Records for processing
##########
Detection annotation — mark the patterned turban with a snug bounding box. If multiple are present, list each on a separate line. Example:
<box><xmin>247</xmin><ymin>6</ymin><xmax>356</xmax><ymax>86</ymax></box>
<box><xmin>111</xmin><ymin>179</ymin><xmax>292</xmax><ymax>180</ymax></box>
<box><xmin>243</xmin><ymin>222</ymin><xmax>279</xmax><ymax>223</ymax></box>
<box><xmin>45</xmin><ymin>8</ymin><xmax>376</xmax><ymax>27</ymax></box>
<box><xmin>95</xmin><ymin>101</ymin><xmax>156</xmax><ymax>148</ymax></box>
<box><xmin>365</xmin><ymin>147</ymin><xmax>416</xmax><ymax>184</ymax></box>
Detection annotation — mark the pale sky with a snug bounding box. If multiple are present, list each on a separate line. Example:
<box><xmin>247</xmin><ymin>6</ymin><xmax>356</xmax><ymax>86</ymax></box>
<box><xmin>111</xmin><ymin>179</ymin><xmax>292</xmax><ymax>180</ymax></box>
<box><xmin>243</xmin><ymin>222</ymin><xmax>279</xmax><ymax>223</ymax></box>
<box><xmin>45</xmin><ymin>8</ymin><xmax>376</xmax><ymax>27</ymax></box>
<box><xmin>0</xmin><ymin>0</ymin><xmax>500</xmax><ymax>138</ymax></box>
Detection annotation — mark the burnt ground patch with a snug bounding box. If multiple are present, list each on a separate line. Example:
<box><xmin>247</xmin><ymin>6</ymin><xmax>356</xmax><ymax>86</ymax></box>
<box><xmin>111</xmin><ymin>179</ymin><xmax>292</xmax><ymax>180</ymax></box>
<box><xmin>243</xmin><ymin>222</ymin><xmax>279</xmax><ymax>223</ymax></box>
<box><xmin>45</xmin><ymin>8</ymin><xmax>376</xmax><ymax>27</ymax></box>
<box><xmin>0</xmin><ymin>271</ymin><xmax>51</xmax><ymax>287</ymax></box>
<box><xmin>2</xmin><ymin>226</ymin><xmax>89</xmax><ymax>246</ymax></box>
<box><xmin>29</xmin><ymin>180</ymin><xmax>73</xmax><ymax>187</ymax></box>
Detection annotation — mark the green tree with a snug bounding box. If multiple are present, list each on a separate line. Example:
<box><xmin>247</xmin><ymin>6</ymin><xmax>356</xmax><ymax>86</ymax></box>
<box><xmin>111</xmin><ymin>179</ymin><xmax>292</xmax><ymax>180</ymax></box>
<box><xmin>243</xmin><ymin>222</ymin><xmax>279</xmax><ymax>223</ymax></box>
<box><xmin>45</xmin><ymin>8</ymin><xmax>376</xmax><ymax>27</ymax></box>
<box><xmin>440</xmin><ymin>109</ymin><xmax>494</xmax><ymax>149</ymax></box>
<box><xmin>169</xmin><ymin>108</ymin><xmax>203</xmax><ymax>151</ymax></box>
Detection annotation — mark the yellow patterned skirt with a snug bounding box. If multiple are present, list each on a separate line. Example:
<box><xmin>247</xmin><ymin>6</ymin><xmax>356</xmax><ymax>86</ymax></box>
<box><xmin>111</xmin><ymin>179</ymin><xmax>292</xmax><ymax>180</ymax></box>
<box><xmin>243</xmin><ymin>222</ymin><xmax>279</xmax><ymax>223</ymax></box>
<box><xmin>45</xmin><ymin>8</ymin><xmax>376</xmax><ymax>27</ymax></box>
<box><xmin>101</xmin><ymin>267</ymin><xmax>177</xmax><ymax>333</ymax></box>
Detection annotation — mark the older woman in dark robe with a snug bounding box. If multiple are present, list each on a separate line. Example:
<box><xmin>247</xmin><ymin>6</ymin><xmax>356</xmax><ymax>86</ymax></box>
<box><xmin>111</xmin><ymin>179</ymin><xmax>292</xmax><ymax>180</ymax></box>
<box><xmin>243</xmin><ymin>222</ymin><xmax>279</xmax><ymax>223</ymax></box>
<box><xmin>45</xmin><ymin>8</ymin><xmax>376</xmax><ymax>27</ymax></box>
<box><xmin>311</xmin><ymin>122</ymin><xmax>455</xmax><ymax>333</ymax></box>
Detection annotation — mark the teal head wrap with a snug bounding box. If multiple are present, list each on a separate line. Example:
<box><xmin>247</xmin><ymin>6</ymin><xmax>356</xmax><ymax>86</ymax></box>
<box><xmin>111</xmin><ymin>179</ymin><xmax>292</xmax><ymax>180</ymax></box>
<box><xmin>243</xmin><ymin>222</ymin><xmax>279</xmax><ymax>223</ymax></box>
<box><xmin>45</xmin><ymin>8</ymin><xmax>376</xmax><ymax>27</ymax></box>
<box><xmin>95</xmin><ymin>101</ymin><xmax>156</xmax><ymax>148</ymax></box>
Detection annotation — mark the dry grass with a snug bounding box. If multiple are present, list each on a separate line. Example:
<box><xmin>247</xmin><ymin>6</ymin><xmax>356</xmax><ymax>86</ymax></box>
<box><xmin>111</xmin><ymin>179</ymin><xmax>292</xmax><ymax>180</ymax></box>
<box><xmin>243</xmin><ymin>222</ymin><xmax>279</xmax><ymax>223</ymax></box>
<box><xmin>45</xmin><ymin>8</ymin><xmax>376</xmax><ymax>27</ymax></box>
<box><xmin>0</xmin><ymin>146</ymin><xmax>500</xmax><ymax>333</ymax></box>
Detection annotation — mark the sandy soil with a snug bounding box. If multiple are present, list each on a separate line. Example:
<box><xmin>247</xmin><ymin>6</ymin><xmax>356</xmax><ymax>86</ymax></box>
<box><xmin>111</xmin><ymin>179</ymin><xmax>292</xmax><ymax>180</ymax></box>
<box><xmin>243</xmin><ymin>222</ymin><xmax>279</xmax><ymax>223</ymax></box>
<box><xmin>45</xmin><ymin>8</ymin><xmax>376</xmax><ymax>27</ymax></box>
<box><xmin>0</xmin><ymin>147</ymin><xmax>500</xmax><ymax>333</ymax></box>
##########
Task directions
Your output consists solely of the lines from the one with "Detection annotation — mark the sandy" through the last line, copied exactly.

Task output
Detection annotation — mark the sandy soil with a snug bounding box. If multiple are present, list each on a separate line. Example:
<box><xmin>247</xmin><ymin>6</ymin><xmax>356</xmax><ymax>86</ymax></box>
<box><xmin>111</xmin><ymin>179</ymin><xmax>292</xmax><ymax>180</ymax></box>
<box><xmin>243</xmin><ymin>222</ymin><xmax>279</xmax><ymax>223</ymax></box>
<box><xmin>45</xmin><ymin>8</ymin><xmax>376</xmax><ymax>27</ymax></box>
<box><xmin>0</xmin><ymin>147</ymin><xmax>500</xmax><ymax>333</ymax></box>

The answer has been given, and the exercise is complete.